START DATASET CONTENT

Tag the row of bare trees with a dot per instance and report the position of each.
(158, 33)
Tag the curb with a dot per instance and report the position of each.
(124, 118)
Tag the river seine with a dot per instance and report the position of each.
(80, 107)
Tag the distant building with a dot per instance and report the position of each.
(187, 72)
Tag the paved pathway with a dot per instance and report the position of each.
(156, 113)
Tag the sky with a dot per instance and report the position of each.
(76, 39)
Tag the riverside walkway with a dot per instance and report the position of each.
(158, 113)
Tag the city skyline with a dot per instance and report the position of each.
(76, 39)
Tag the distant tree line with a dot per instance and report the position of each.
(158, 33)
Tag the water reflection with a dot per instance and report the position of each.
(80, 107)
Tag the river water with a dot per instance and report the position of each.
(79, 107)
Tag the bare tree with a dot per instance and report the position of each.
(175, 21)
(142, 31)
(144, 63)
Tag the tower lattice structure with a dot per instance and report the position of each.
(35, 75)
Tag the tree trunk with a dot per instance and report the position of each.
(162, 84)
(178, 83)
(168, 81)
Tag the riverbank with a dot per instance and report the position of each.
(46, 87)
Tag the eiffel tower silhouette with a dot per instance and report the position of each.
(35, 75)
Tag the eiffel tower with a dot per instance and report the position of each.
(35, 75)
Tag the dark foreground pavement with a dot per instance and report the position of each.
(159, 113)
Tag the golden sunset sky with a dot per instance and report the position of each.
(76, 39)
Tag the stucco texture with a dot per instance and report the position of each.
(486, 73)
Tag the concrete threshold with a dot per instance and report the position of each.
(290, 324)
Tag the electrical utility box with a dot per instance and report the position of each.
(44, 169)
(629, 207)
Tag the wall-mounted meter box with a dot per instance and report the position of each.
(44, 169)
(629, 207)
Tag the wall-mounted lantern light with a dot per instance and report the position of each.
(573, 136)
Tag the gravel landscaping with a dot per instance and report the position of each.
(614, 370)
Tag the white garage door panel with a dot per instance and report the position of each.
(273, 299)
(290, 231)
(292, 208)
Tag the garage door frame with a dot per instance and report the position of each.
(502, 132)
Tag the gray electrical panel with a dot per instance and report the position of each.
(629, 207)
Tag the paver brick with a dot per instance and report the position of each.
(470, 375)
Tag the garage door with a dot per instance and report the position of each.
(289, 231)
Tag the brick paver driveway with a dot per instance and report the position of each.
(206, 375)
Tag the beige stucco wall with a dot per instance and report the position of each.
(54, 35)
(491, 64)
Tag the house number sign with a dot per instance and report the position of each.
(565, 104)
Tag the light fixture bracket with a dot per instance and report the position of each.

END DATASET CONTENT
START DATASET CONTENT

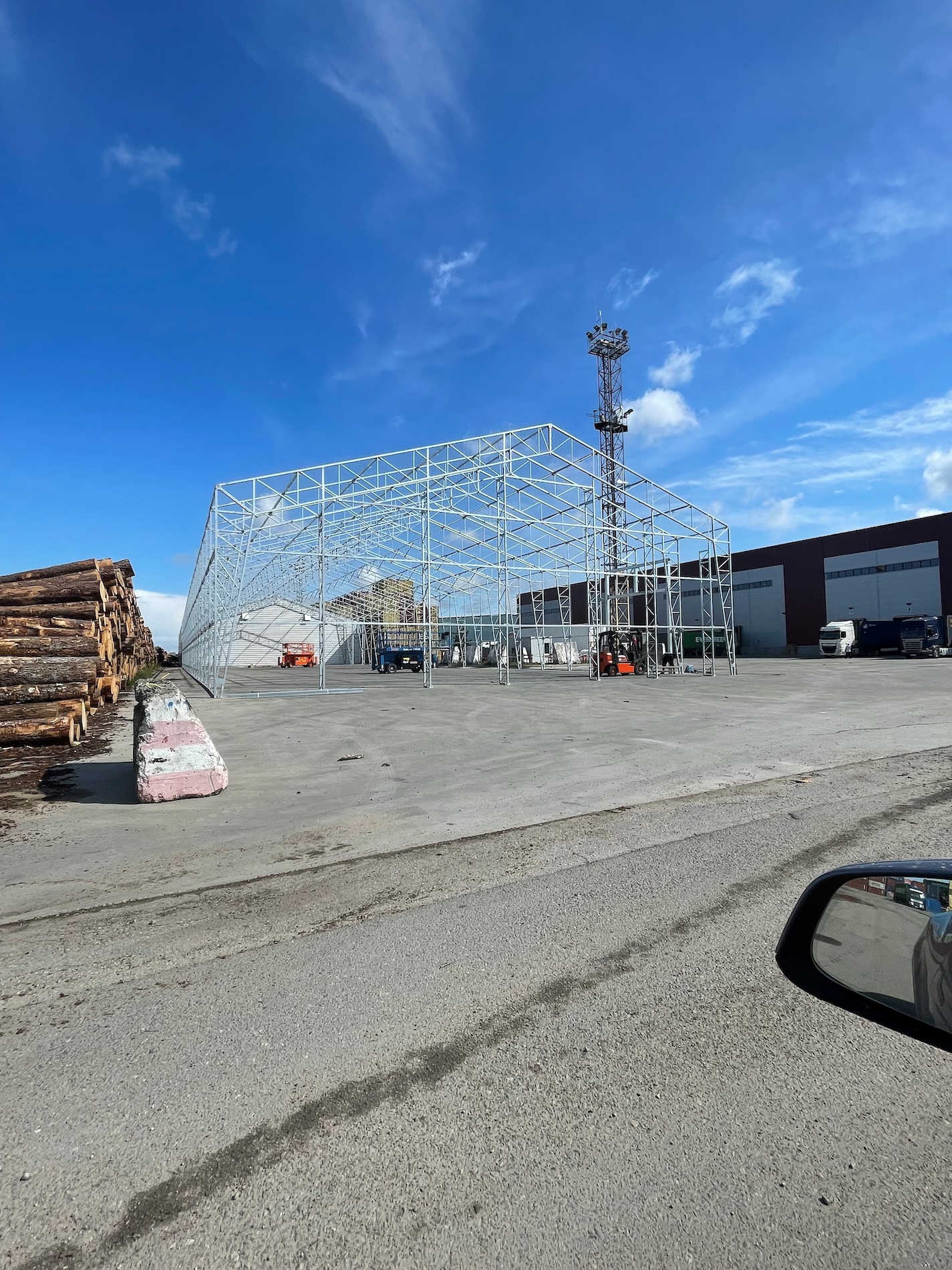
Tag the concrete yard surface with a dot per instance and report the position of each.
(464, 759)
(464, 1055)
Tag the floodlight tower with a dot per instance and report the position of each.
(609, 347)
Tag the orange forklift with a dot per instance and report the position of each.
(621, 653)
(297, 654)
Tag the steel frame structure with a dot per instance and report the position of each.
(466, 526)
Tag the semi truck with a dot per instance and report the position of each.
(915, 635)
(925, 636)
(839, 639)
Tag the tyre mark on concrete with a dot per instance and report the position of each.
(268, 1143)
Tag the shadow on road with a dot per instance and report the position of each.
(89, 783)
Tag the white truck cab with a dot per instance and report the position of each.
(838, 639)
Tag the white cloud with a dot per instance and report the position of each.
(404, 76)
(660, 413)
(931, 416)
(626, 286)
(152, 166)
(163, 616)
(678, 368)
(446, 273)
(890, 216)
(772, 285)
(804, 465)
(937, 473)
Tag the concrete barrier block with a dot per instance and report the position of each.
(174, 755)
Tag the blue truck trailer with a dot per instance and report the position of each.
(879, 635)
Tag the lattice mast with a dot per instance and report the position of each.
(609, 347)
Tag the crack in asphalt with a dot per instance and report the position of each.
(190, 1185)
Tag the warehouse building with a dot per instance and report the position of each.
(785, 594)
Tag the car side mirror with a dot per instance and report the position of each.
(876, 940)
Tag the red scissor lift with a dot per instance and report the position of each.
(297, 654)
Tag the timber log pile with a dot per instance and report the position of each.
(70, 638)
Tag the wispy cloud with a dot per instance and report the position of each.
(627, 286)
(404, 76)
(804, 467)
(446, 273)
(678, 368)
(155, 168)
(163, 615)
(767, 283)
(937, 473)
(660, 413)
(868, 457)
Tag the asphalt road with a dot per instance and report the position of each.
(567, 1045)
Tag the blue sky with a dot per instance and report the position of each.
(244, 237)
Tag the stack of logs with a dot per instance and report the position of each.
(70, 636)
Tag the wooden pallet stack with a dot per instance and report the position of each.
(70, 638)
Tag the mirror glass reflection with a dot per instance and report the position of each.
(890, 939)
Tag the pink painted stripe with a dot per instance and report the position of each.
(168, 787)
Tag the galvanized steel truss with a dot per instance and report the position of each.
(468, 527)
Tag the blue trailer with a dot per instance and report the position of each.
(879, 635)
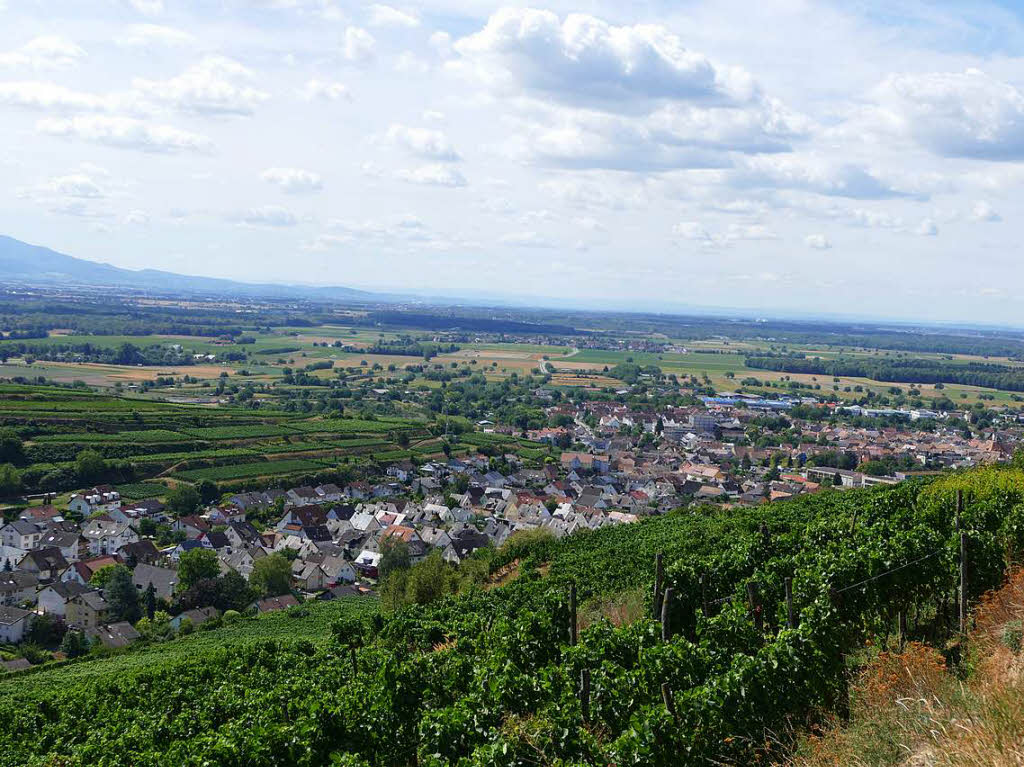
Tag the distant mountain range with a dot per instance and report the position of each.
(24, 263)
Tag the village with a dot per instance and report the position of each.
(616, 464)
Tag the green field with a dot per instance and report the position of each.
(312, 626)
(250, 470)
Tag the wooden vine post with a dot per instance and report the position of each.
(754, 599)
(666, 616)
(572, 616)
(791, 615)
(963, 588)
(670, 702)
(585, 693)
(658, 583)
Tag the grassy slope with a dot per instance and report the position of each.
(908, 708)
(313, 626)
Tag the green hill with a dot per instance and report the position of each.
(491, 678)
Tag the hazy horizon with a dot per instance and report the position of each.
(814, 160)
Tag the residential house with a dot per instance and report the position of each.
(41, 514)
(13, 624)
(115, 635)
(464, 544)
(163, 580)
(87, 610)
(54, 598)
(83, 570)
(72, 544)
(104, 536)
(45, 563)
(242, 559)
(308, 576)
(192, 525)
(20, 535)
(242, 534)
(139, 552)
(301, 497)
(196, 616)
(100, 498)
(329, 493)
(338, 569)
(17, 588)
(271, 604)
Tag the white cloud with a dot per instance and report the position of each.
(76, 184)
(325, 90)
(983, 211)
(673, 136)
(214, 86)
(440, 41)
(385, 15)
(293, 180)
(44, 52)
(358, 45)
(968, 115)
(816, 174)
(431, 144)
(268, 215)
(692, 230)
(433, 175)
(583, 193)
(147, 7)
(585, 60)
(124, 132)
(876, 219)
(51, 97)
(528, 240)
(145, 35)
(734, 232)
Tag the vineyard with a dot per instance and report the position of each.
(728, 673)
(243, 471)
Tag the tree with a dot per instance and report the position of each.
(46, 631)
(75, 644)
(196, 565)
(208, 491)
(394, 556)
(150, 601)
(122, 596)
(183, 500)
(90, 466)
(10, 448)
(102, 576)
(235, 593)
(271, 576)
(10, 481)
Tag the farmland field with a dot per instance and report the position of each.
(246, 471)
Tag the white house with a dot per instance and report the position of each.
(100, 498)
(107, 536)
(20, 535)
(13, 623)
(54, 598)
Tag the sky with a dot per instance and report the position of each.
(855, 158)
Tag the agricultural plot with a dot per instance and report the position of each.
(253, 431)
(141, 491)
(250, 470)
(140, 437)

END DATASET CONTENT

:: WHAT IS BEING ASKED ::
Please state how many lines of the records above contain the word "truck", giving the number alone.

:: RESPONSE BELOW ::
3